Copy the records out again in full, keeping them identical.
★ ★ ★ ★ ★
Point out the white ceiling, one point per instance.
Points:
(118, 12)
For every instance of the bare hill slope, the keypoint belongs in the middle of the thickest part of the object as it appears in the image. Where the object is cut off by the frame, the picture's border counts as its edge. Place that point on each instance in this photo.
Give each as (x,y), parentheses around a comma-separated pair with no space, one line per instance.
★ ★ ★ ★ ★
WRITTEN SOLUTION ▸
Point out the white ceiling, one point per instance.
Points:
(118, 12)
For every instance of the bare hill slope, the keypoint belongs in the middle of the thickest part of the object as it appears in the image. Where the object is cut off by the frame, the picture's border counts as its edge. Place that point on each instance in this photo.
Give each as (x,y), parentheses around a comma-separated pair with no space, one line per instance.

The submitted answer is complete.